Problem to work on:
Gather each line containing the string "mouth" from these entries.

[Stored entries]
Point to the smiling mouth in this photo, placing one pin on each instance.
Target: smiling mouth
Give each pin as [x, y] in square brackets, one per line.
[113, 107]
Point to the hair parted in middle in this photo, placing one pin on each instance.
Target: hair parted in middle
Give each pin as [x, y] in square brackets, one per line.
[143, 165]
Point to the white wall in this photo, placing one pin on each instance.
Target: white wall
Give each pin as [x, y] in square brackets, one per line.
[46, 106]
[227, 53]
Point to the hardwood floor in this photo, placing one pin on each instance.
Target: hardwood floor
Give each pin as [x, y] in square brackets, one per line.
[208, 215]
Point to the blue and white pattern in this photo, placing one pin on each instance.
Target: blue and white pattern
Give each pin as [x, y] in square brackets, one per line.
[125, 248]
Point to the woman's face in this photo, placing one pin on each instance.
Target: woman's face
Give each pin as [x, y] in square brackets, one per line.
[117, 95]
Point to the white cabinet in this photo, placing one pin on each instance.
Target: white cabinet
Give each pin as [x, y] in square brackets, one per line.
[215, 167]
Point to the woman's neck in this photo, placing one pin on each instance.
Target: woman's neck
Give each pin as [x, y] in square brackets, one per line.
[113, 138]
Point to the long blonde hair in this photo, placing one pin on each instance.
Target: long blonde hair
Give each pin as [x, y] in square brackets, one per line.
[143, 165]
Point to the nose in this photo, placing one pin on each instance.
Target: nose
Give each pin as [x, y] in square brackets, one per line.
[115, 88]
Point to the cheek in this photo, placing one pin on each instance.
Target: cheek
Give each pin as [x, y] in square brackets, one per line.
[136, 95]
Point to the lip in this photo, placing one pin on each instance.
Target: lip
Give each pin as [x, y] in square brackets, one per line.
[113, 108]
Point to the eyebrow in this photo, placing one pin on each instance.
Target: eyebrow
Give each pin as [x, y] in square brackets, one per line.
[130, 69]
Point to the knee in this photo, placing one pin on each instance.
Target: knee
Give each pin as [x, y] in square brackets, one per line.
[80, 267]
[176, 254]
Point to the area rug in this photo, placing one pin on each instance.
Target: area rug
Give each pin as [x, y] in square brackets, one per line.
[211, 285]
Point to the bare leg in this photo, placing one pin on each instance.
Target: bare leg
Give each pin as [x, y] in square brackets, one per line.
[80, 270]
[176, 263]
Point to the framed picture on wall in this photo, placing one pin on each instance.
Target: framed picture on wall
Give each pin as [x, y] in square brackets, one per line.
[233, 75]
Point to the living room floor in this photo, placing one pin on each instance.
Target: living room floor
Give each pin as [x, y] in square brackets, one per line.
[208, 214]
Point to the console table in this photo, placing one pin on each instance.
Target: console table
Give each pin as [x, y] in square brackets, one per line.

Exercise response:
Point to the smiling mouth in this photo, placing one pin on each instance.
Target: smiling mouth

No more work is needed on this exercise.